But I said I didn’t want to just carp about their work.  I am in quest of something very specific: some strategy/tactic (I don’t think the distinction means much in the context of my quest) that the left could effectively employ at this dark moment.  Della Porta tells us that social movement studies teaches us that “innovations” in strategy/tactics are few and far between, usually only slight deviations from previous forms.  In addition, she places, I think, her finger on another dilemma (besides the one about the limits on human ingenuity): the anti-austerity movements combine a deep skepticism about the ability of existing political institutions to respond adequately to citizens’ needs with a failure to create “new organizational forms” that would substitute for the existing political infrastructure.  The result is a not very satisfying mixture of “prefigurative” politics with rather pathetic appeals to the powers that be.  The prefigurative part is the attempted creation of the democratic spaces the movement wants to make more general.  The appeals part (the passivity) is looking to the state for redress of grievances.  To quote her:

[E]ven if movements have stressed prefiguration, citizens need a (paradigmatic) change of public policy decisions.  What they claim is a return of the public, which also means states and other public institutions taking back competences they had released during neoliberalism.  Even if the appeal is to reconstruct (decentralized) commons, robust interventions of legal and institutional character are required.  This is difficult to implement until the movements are able to influence institutional decision-making” (221).

What I fail to see is even a half-hearted attempt to imagine concretely what shape the “robust interventions of legal and institutional character” should be.  Forgive all debt is not an actionable plan.  Restructuring the legal terms of debt is—and requires specific proposals.  And then there has to be a way to exert real pressure on the mandarins who are currently immune to it.

I said I wouldn’t carp—and here it has been all carping.  I am going to reserve my positive point for tomorrow, one that actually comes back to the World War II narrative in an odd way.

....................

*Short exercise*: Resume the piece on what strategy the left could use against austerity, picking up after its last sentence.

*Given records*:
....................

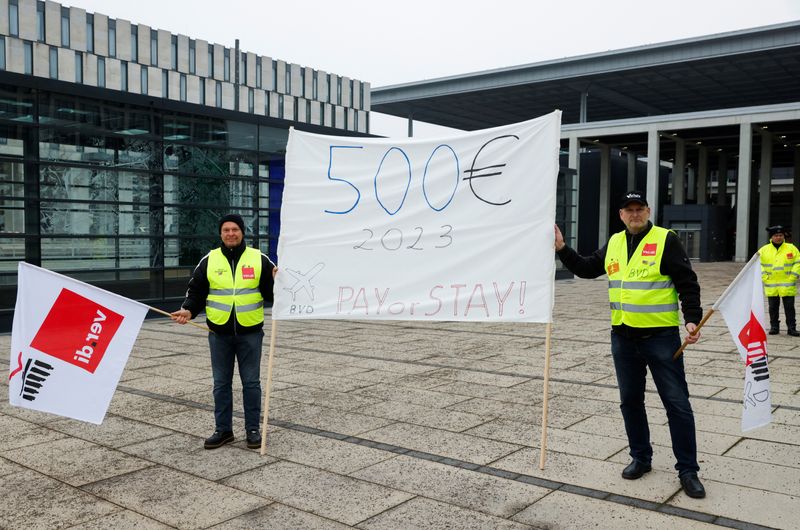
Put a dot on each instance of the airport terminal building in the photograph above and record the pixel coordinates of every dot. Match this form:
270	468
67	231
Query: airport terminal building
121	146
708	126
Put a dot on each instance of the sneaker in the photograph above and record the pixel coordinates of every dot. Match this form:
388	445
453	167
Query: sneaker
253	439
218	439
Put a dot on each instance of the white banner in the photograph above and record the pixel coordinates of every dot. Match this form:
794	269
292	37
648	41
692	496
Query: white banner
69	344
742	306
457	228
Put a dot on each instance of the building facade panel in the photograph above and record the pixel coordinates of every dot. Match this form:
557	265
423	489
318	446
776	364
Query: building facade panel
66	65
52	25
77	29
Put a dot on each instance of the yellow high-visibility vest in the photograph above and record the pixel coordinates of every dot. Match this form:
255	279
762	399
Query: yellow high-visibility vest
229	289
640	296
780	268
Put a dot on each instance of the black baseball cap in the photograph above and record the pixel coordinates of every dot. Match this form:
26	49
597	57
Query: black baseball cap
632	196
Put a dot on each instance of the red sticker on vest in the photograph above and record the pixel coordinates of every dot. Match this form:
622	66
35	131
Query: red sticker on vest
649	249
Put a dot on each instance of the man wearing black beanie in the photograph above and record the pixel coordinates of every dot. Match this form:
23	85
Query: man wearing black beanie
231	284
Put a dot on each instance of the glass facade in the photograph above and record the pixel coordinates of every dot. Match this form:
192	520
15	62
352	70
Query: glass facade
127	197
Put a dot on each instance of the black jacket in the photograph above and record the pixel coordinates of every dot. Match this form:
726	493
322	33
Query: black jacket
674	263
198	289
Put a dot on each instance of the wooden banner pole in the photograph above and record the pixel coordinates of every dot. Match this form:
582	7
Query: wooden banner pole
543	444
265	409
696	331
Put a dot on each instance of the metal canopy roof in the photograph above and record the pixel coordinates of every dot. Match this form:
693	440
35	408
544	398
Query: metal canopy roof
758	66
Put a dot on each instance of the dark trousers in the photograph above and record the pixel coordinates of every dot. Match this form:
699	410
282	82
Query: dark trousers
632	358
246	350
774	303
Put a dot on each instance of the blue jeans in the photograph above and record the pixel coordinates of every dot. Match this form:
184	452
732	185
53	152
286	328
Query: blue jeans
632	358
246	349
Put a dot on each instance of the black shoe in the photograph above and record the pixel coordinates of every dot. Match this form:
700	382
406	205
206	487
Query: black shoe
635	470
218	439
253	439
692	486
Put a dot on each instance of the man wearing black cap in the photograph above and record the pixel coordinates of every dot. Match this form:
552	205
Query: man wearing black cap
780	268
231	284
648	273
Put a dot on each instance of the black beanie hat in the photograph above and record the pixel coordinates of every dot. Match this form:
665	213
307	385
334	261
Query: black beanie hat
233	218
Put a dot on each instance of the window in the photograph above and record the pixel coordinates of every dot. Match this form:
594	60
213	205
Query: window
135	43
90	33
143	80
65	27
154	47
28	56
192	57
13	18
53	62
112	38
314	88
124	76
40	21
78	67
101	72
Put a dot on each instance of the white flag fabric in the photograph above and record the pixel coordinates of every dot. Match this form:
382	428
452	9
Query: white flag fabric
69	344
742	306
457	228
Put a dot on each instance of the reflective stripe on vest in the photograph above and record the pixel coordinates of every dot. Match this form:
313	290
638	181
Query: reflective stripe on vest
779	269
229	290
639	295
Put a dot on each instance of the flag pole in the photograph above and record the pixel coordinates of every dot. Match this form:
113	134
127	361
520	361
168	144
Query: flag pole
195	324
265	409
695	332
747	265
543	444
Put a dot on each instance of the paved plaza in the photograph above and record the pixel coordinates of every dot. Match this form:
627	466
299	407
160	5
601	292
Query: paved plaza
403	425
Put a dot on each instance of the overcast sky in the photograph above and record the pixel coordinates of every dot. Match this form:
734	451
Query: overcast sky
388	43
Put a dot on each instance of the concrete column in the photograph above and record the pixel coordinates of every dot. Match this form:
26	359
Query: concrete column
764	182
679	173
574	162
702	174
631	171
653	164
795	197
722	178
605	193
743	179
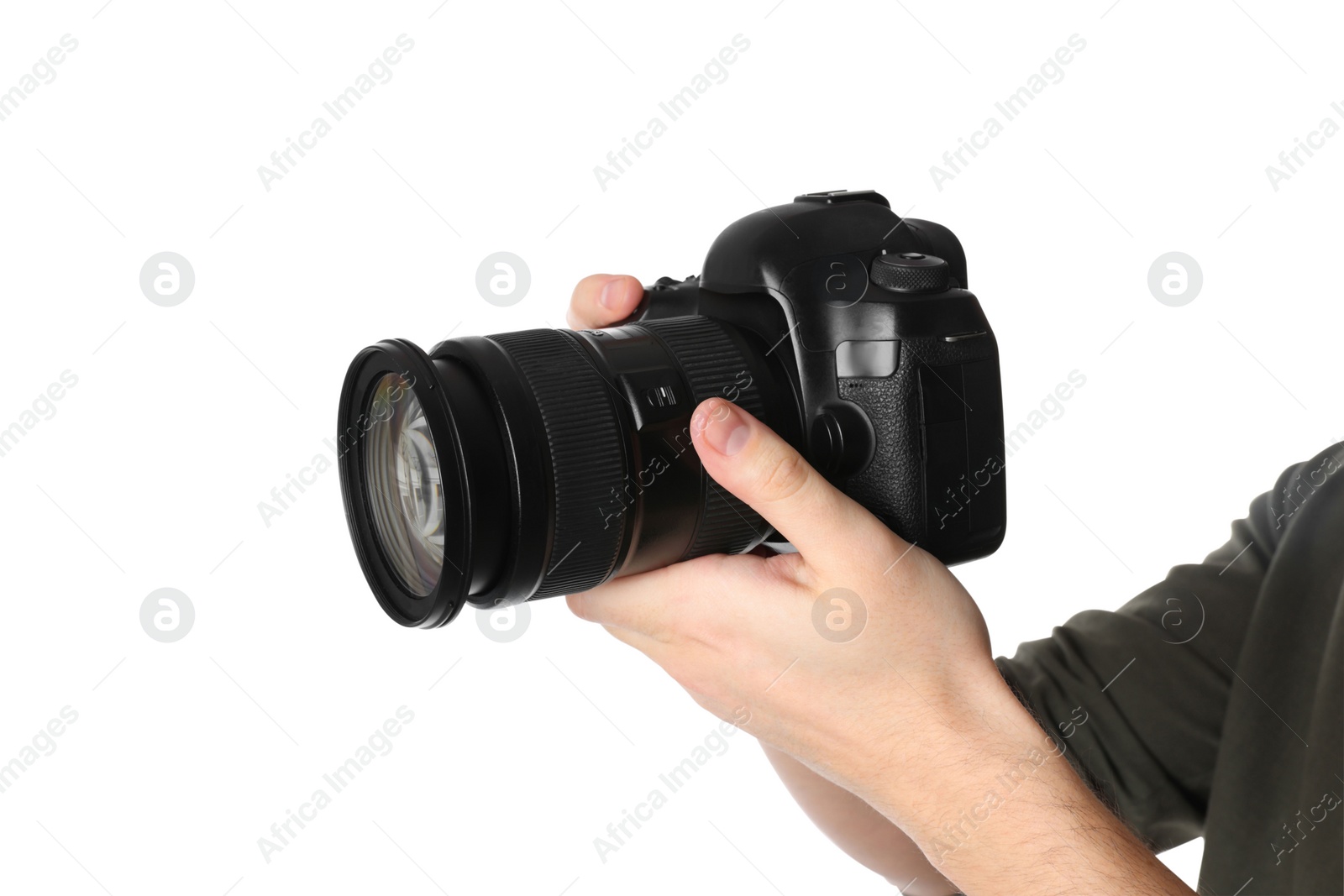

....................

*Answer for the task*:
But, before that, a last summary statement: the evils—and the means for achieving those evils—of neoliberalism are, by now, clearly understood by the commentators on the left.  The analysis of neoliberalism in both Hardt/Negri and della Porta are completely convincing.  Privatization emerges as equally important as, and perhaps much more nefarious than, globalization.  Thus, what the left now desires is also quite clear: a reclaiming of the commons, the construction (or reconstruction) of a public domain immune from rents, and a robust democracy that occupies (that salient term) that common space and allows for collective control of the polity.  I have no argument with either the analysis or the desires.  I am only searching about for some means that seem plausible—plausible in the sense of having some chance of leading to a successful consummation of these desires.

Protest in an Unjust Society

Not just Micah White’s The End of Protest, but also the essays of Martin Luther King, to which I have been sent by a wonderful essay by Alex Livingston, a political theorist at Cornell, and Livingston’s own book on William James [Damn Great Empires!  William James and the Politics of Pragmatism (Oxford UP, 2016)], have pushed me to this question: if the mechanisms of democratic accountability are broken, then what forms should protest take?

Let’s frame this question in Martin Luther King’s terms.  “The American racial revolution has been a revolution to ‘get in’ rather than to overthrow.  We want a share in the American economy, the housing market, the educational system and the social opportunities.  This goal itself indicates that a social change in America must be nonviolent.  If one is in search of a better job, it does not help to burn down the factory. . . . The nonviolent strategy has been to dramatize the evils of our society in such a way that pressure is brought to bear against those evils by the forces of good will in the community and change is produced” (“Nonviolence: The Only Road to Freedom [1966].)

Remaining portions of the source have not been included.